**Aim of the task:** Restate word for word the entries below, starting with the line with "[indicate] pale sunset" and continuing through the line with "[indicate] hoodie collar". Include both of those lines and no others.

**Material supplied:**
· · · · ·

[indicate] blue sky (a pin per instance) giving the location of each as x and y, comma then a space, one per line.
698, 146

· · · · ·

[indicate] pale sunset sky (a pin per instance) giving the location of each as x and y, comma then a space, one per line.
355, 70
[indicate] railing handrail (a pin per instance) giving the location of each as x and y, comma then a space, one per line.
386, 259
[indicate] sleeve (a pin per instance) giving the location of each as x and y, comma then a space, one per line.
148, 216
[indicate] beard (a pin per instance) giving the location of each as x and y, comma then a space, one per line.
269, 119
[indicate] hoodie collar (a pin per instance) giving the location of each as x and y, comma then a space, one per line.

· · · · ·

**Answer to this problem:**
[indicate] pale sunset sky (a pin per instance) giving the location of each as x and y, comma then a space, one per line.
355, 70
[indicate] railing handrail (a pin per instance) giving the location of each as x and y, comma then a space, one per line.
386, 259
[indicate] sleeve (a pin per instance) giving the location of each as x and y, comma then a space, one per line.
148, 216
[indicate] beard (a pin per instance) giving the location of each as x and y, comma then a space, one per line.
269, 119
[indicate] hoodie collar (a pin per instance) giving the location of each as x and y, comma then a space, one per line.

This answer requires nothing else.